# [Stated problem]
Locate every line in the items below that contains the word "closet", and copy each of those lines in full. Case counts when matching.

Source data
--------

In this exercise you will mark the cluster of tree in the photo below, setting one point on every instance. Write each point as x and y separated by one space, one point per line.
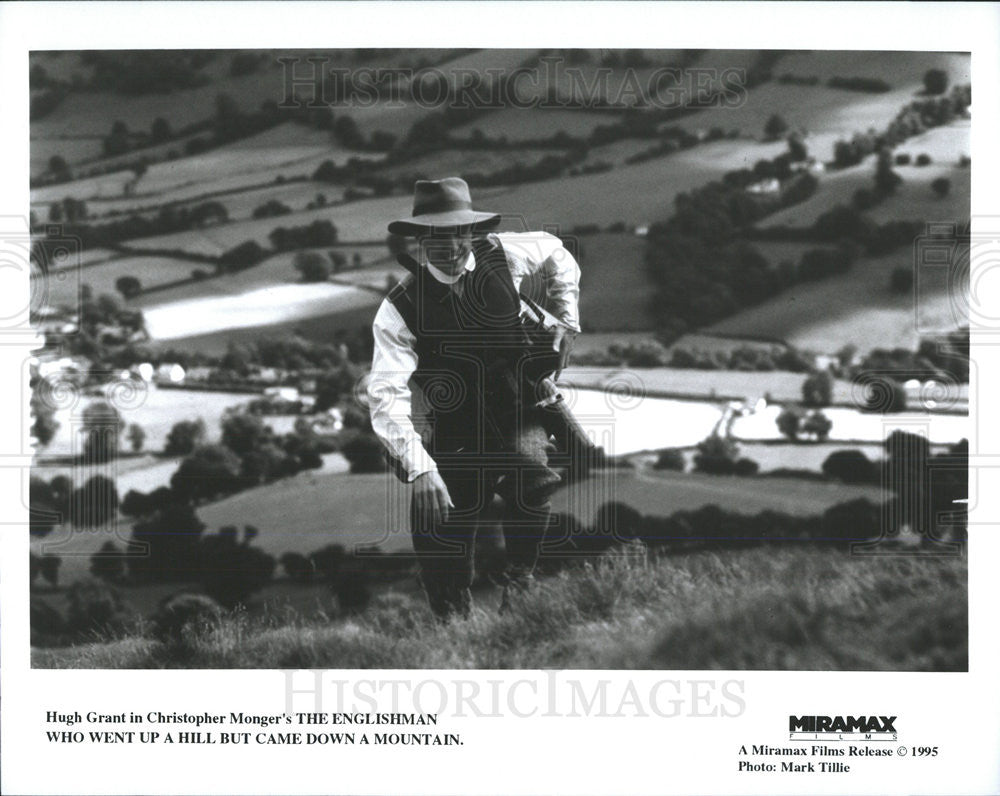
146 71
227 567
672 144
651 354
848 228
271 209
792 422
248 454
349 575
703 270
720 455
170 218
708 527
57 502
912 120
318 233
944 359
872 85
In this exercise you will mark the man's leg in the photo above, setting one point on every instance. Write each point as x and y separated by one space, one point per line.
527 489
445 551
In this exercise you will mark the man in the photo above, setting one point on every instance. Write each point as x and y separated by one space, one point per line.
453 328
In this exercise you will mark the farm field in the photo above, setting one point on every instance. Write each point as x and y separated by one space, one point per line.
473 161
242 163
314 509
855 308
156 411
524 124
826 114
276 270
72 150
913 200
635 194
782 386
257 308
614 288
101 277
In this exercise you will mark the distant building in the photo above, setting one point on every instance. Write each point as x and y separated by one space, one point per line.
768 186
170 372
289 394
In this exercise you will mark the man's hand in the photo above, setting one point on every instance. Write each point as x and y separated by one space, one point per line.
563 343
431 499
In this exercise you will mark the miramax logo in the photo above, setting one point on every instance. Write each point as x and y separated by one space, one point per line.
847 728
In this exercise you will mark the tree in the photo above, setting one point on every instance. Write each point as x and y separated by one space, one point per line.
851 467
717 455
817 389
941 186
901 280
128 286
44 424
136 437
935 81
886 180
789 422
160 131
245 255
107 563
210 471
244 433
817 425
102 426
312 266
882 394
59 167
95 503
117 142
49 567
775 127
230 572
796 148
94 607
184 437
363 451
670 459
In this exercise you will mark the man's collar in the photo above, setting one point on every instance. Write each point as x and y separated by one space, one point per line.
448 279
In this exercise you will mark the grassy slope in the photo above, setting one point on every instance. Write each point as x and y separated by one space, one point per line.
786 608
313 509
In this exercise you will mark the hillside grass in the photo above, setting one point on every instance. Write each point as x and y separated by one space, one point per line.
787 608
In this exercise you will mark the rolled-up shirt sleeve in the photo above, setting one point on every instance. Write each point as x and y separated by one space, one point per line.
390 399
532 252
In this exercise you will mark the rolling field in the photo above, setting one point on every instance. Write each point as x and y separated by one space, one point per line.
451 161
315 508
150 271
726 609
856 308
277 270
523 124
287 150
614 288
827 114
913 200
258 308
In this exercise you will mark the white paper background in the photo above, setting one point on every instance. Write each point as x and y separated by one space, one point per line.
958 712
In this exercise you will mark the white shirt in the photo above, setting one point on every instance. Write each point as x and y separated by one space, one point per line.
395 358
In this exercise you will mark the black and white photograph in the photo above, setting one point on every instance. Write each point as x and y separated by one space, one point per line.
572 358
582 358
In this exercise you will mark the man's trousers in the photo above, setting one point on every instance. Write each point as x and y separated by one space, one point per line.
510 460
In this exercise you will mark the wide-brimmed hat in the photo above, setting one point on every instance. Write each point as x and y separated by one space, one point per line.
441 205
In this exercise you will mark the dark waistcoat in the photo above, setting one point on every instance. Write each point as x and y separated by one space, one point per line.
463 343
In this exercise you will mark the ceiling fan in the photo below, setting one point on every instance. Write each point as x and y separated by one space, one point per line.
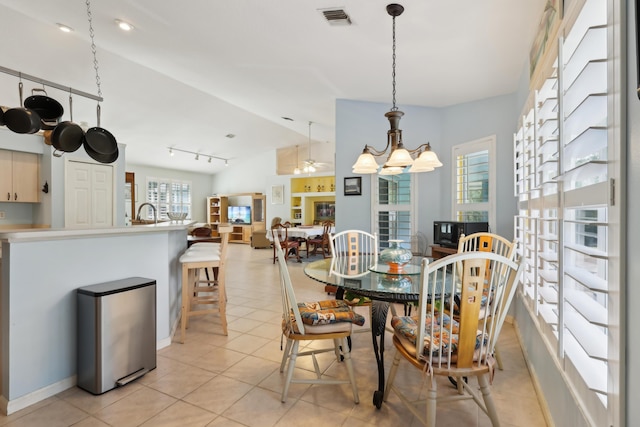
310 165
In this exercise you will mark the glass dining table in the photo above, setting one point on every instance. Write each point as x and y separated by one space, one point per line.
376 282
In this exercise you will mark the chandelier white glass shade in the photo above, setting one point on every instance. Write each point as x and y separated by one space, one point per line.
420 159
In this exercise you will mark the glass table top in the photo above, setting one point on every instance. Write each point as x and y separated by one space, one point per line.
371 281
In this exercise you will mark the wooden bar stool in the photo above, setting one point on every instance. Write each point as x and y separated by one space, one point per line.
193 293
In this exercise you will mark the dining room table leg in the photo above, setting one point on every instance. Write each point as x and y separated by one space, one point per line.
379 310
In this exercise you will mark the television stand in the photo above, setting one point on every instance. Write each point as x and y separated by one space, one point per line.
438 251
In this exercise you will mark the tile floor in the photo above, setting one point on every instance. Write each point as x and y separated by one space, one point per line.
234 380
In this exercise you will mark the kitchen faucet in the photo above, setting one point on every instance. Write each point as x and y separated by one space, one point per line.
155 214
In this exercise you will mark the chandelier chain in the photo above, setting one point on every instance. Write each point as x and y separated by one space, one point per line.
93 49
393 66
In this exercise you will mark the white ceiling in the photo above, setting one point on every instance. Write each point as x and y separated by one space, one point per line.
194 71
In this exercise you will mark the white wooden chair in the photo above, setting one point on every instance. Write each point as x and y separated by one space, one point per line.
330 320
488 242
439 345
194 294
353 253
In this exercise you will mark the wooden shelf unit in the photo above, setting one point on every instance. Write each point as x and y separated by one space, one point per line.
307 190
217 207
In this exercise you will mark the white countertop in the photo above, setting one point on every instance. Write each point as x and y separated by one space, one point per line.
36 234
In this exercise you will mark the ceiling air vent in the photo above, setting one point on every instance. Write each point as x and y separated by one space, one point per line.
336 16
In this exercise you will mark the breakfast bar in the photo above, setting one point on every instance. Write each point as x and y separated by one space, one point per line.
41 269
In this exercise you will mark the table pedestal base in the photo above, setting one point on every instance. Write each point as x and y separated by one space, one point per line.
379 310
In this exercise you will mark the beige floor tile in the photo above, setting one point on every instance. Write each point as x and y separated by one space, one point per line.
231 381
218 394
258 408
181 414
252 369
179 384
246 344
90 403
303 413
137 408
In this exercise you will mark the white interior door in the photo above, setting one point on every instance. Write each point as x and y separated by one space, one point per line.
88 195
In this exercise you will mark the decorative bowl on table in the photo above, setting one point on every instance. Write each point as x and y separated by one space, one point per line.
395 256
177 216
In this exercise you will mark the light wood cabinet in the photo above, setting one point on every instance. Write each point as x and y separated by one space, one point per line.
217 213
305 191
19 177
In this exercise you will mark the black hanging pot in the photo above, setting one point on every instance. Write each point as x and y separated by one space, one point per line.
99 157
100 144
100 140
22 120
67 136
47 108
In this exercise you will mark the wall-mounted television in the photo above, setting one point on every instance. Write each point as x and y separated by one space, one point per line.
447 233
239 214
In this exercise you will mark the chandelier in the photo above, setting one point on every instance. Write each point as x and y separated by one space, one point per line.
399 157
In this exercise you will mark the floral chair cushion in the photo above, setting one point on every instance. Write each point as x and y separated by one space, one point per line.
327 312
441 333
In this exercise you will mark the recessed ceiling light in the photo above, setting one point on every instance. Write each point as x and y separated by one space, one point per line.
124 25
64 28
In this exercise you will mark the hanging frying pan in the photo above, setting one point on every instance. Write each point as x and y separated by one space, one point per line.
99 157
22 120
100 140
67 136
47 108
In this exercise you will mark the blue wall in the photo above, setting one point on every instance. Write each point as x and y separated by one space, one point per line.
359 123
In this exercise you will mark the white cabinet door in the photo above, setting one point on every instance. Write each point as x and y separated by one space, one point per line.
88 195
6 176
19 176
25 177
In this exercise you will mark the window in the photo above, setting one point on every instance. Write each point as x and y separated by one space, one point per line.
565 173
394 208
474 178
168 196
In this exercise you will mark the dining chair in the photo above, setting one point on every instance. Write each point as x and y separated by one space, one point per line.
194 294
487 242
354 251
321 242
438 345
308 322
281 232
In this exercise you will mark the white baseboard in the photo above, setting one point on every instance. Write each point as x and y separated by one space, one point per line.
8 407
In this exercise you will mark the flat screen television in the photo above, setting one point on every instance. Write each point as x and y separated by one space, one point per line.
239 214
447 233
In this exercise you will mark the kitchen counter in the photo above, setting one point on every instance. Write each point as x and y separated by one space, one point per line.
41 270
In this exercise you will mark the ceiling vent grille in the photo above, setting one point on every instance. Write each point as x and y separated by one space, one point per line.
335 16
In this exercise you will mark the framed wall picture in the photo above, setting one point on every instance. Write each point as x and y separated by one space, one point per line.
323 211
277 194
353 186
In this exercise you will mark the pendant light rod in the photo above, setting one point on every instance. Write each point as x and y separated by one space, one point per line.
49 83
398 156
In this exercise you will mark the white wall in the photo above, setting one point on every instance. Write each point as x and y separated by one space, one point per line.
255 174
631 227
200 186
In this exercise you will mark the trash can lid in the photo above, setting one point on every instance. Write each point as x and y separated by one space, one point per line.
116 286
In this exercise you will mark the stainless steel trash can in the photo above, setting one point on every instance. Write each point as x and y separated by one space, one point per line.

--------

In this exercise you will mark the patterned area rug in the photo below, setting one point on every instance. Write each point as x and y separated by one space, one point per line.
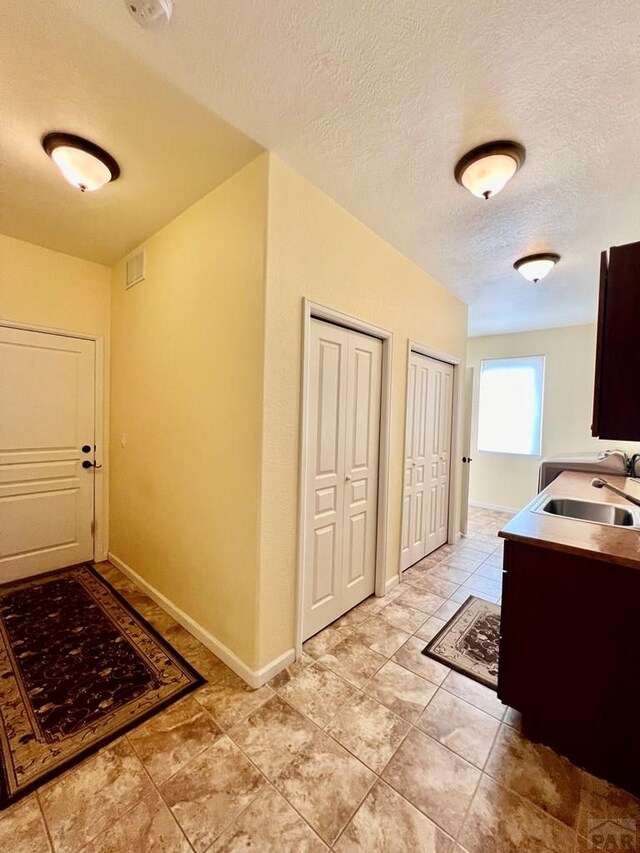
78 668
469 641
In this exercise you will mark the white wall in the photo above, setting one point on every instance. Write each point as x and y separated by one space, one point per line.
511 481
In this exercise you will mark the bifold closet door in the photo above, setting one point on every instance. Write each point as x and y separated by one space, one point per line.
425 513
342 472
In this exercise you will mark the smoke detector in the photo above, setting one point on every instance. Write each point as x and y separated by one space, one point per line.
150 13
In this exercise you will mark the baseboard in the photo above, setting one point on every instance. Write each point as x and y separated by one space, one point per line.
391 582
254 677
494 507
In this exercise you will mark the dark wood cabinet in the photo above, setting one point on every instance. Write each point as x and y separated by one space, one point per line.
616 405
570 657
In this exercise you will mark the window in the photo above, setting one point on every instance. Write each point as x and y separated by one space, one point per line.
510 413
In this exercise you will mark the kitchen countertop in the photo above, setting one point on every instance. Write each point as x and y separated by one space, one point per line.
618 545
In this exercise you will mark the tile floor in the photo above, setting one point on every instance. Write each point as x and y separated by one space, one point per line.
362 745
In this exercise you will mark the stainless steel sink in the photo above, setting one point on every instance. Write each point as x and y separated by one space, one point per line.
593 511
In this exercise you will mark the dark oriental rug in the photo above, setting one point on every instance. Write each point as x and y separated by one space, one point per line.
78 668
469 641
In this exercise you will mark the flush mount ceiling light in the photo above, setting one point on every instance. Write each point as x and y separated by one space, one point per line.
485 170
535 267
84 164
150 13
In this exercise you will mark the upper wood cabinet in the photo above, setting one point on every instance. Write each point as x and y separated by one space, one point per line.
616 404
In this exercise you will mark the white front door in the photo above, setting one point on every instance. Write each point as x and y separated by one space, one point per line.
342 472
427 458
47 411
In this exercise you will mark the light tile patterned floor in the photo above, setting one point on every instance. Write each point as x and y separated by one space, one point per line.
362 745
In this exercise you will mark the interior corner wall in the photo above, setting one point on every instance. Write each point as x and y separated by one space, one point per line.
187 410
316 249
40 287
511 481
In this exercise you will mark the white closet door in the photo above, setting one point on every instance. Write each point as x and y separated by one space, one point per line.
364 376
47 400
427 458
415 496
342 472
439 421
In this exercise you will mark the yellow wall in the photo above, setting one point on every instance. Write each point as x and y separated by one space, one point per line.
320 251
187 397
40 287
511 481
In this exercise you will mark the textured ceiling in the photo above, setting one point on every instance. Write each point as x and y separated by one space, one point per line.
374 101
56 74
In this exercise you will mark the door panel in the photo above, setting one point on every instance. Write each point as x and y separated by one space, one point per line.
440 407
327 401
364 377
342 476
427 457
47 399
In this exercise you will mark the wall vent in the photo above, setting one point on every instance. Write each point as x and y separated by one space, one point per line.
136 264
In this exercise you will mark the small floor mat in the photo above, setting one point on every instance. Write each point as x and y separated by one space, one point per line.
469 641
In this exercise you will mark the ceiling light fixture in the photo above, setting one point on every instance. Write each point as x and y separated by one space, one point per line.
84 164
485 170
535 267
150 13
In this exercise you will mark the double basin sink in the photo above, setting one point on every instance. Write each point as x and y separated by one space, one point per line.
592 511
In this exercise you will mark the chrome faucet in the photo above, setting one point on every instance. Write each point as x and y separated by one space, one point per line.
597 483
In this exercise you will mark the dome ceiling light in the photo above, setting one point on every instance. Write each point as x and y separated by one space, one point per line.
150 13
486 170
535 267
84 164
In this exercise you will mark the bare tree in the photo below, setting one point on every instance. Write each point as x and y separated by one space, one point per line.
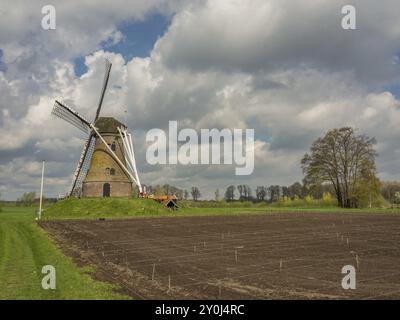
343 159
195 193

--------

# [Solved problem]
In this exercise you will mark the bifold closet door in the photo above, setting one point on every instance. Write each point as x and y separated by one space, one point per line.
In this exercise you will mark the white closet door in the photo above, setting one point on every instance. Write each point as x and y separated by one space, one point per line.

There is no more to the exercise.